* **Challenge**
Switch each "Tag" in the listing below to "Mark" and reproduce the lines with nothing else changed.

* **Records for the exercise**

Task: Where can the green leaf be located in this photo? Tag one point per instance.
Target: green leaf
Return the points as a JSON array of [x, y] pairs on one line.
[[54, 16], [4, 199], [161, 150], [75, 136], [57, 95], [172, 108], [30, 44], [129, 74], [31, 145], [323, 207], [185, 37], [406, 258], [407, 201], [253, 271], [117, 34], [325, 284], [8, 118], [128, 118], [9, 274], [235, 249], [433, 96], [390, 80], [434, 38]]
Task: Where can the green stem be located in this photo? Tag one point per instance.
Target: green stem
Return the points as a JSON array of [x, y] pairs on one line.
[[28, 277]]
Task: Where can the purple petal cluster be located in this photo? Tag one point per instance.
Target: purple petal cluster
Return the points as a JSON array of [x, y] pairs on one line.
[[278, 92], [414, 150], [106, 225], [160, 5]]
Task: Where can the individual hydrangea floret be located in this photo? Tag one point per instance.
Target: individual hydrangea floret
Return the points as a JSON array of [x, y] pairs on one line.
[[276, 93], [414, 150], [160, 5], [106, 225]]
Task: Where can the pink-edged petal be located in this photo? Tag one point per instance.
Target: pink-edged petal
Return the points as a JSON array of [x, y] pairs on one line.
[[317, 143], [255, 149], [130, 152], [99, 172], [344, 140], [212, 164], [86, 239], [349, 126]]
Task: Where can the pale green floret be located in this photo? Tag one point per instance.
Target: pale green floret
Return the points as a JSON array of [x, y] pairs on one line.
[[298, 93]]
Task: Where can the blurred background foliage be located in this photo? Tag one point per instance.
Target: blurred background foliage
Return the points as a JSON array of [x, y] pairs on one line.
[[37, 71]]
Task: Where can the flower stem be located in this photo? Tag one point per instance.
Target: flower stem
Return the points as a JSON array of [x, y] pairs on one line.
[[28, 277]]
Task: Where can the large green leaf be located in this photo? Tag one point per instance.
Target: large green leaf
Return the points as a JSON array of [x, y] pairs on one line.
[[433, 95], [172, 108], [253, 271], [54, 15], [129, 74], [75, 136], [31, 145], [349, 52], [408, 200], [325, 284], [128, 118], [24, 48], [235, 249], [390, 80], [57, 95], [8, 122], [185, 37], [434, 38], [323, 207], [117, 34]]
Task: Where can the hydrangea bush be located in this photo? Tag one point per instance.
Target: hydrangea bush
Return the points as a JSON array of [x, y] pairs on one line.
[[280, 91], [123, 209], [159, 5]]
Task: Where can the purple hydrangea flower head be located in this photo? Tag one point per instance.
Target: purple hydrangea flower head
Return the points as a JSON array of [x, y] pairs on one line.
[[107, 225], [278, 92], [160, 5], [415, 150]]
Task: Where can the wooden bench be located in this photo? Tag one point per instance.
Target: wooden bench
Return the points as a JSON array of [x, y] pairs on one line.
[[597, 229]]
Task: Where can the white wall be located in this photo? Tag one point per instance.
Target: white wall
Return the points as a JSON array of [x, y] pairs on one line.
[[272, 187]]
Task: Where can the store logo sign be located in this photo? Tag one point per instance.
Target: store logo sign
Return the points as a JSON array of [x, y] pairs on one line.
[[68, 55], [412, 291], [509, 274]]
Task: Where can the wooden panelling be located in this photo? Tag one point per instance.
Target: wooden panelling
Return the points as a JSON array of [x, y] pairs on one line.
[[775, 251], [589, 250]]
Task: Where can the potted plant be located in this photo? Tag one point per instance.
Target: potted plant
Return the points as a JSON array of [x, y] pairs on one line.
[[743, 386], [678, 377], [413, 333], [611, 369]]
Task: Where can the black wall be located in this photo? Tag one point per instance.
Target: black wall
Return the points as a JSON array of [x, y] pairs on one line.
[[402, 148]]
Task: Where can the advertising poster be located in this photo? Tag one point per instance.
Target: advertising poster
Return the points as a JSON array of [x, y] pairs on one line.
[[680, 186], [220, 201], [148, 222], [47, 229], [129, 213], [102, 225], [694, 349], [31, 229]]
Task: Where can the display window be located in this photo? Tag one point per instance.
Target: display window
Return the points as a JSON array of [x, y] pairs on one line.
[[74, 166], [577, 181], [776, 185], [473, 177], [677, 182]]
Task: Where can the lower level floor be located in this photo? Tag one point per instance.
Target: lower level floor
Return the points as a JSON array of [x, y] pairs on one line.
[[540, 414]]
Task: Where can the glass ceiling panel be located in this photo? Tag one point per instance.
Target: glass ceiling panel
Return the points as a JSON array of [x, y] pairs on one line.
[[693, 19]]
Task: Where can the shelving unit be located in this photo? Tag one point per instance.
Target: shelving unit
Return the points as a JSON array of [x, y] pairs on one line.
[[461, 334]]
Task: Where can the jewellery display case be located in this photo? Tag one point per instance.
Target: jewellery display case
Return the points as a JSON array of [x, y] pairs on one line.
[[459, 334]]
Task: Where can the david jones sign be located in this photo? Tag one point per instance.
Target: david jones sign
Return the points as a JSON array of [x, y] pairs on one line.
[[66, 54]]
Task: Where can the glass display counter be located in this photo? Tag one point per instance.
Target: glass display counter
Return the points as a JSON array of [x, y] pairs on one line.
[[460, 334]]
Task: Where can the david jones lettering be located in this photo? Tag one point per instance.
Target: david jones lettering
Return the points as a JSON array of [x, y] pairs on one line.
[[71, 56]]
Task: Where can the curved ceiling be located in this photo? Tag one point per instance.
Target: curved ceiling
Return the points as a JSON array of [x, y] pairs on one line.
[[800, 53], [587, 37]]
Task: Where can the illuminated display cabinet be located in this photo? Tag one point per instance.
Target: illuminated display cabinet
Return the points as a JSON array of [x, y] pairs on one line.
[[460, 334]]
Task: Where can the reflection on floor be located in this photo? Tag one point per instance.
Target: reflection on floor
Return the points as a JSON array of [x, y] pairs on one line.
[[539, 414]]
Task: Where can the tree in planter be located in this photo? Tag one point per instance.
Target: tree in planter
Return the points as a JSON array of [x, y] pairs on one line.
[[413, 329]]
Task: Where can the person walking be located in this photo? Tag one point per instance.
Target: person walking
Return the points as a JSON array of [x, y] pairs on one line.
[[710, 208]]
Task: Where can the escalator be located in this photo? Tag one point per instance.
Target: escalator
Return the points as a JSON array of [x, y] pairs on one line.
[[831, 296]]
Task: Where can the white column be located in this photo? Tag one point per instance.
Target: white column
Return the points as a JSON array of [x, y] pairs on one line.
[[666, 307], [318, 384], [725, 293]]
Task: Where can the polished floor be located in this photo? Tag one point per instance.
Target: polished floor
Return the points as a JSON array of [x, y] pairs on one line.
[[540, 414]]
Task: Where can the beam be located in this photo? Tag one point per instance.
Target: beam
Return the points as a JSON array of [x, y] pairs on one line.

* **Task solution**
Task: Where can the green leaf be located in this photo? Mark one point per instance.
Target: green leaf
Return the points as a JSON array of [x, y] pairs on one line.
[[54, 16], [4, 199], [161, 150], [75, 136], [57, 95], [172, 108], [30, 44], [129, 74], [31, 145], [323, 207], [185, 37], [406, 258], [407, 201], [253, 271], [117, 34], [325, 284], [8, 118], [128, 118], [9, 274], [235, 249], [433, 96], [390, 80], [434, 38]]
Task: Where can the green stem be located in this photo? Mark one point per instance.
Target: green stem
Return the points as a JSON array of [x, y] pairs on one line.
[[28, 277]]
Task: Where can the purple petal cluster be located in this photo? Mark one point per instance.
Target: purple petal cluster
Return the points as a JSON array of [x, y] pairs on one line.
[[278, 92], [414, 150], [106, 225], [160, 5]]
Task: Where can the individual hydrangea floret be located in this photo? Mark one point per instance.
Target: individual hydrangea floret
Return the points as a JSON array of [x, y] pairs on one line.
[[276, 93], [414, 150], [160, 5], [106, 225]]
Task: Where can the pink-edged petal be located in this photo? Mark one point per instance.
Target: pink-edged petal
Return the points as a JSON array of [x, y] pairs on one line.
[[317, 143], [255, 149], [130, 152], [99, 172], [344, 140], [212, 164], [86, 239], [349, 126]]
Task: Where can the pale green floret be located in this photo? Mark one point per instance.
Target: pale green floret
Return the points as a JSON array of [x, y] pairs on one line.
[[298, 93]]
Task: Where can the blurred background foliage be located in this photo? Mark one point per instance.
Target: blurred background foliage
Return the points as a JSON array of [x, y] pairs on one line.
[[37, 71]]
Task: Where can the flower stem be located in this photo? Mark one point per instance.
Target: flower stem
Return the points as a JSON array of [x, y] pairs on one line.
[[28, 277]]
Task: Where can the large green leaf be located in this photo? Mark one point per instance.
Target: large green leaf
Return the points as a JSON array of [x, y] pairs on one line.
[[433, 95], [172, 108], [253, 271], [54, 15], [129, 74], [75, 136], [31, 145], [349, 52], [408, 200], [325, 284], [128, 118], [24, 48], [235, 249], [390, 80], [57, 95], [8, 122], [185, 37], [434, 38], [323, 207], [117, 34]]
Task: Where can the hydrangea bush be located in this photo? Mark one point per instance.
Target: hydrangea bush
Return the points as a JSON array of [x, y] pairs on one line.
[[280, 91], [123, 209], [159, 5]]
Task: Where can the purple hydrangea flower head be located in this photo? Mark one point per instance.
Target: purple hydrangea flower head
Return the points as a JSON array of [x, y] pairs on one line.
[[107, 225], [278, 92], [160, 5], [415, 150]]
Task: Where can the wooden bench be located in this photo? Mark one point per instance.
Target: wooden bench
Return the points as a JSON array of [x, y] pairs on one line.
[[597, 229]]
Task: Where can the white wall be located in this photo? Mark one point per instance.
Target: white wall
Return the points as a JSON array of [x, y] pairs on one line.
[[272, 187]]
Task: Where can the store logo sign be located in this photo? Mark one point per instance.
Target: store logo sign
Return the points as a JSON array of [x, y] pairs on one line.
[[68, 55], [412, 291], [509, 274]]
Task: Where can the wooden panelling be located in this photo? Mark one point per instance.
Target: wooden panelling
Return the points as a JSON array of [x, y] pairs on one line.
[[775, 251], [589, 250]]
Task: Where can the potted plant be located in this photo? Mark one point per instance.
Target: potted plant
Return the points as a JSON array of [x, y] pairs on one line.
[[743, 386], [678, 377], [413, 333], [611, 369]]
Task: Where can the black wall be located in this photo? Mark one point per instance.
Target: black wall
Return the points as a JSON array of [x, y] pairs on one line.
[[402, 148]]
Task: Where can the advertising poster be located in this photo? Mark one point per instance.
Target: advertising poster
Return the points as a JSON array of [x, y] pairs on one line.
[[680, 186], [220, 201], [148, 222], [47, 229], [129, 213], [102, 225], [694, 349], [31, 229]]
Task: Where can the display window be located in this photo? Mark one point per instance.
Target: display window
Return the points as a JSON array of [x, y] pairs on one line.
[[74, 166], [577, 181], [776, 185], [473, 177], [677, 182]]
Task: Where can the lower level floor be located in this photo? Mark one point per instance.
Target: lower level floor
Return the points as a JSON array of [x, y] pairs on one line.
[[540, 414]]
Task: Where can the glass ceiling panel be located in this photo? Mark one point per instance.
Target: glass ceiling panel
Return the points as a JSON array of [x, y] pairs on one line.
[[693, 19]]
Task: Where can the shelving unit be located in this photo? Mark one point per instance.
Target: shelving unit
Return the points as a JSON array of [x, y] pairs on one line.
[[461, 334]]
Task: Where can the jewellery display case be located in this photo? Mark one point per instance.
Target: jewellery display case
Return the points as a JSON array of [x, y] pairs on one line.
[[459, 334]]
Task: Where can the david jones sign be located in this photo? Mark one point per instance.
Target: david jones sign
Return the points as a JSON array of [x, y] pairs on one line.
[[66, 54]]
Task: Where can the glass display counter be located in this photo? Mark one point per instance.
Target: glass display counter
Return the points as a JSON array of [x, y] pairs on one line.
[[460, 334]]
Task: Where can the david jones lettering be located in this photo? Mark one point per instance.
Target: david jones lettering
Return the points as a JSON array of [x, y] pairs on one line.
[[71, 56]]
Task: Where can the curved ceiling be located in this photo? Mark one point per instance.
Target: curved ceiling
Return the points as a JSON array of [x, y] pairs on one line.
[[800, 53], [587, 37]]
Task: Where can the illuminated display cabinet be located in this photo? Mark one point per instance.
Target: illuminated display cabinet
Return the points as a JSON array of [x, y] pairs on one line.
[[460, 334]]
Task: Where can the reflection on floor be located in this photo? Mark one point per instance.
Target: reflection on floor
Return the points as a JSON array of [x, y] pairs on one line.
[[539, 414]]
Task: Where can the tree in planter be located in this photo? Mark one point per instance.
Target: tree in planter
Return the points as a JSON array of [x, y] pairs on one line.
[[413, 329]]
Task: Where can the person walking be located in this photo? Mark one point per instance.
Target: person walking
Return the points as a JSON array of [x, y] pairs on one line.
[[710, 208]]
Task: Where can the escalator be located in this photo? Mark one point per instance.
Target: escalator
Return the points as a JSON array of [x, y] pairs on one line.
[[831, 296]]
Task: Where can the white column be located in this photo? Mark one point per instance.
Target: white column
Return the points as a JSON array of [x, y] pairs on one line.
[[666, 307], [318, 384], [725, 293]]
Task: Where can the polished floor be located in this photo? Mark one point per instance.
Target: polished floor
Return the points as a JSON array of [x, y] pairs on one line.
[[540, 414]]
Task: Where can the beam be located in this photo? Mark one point per instance.
Target: beam
Return the points as a JSON array of [x, y] pairs on one line.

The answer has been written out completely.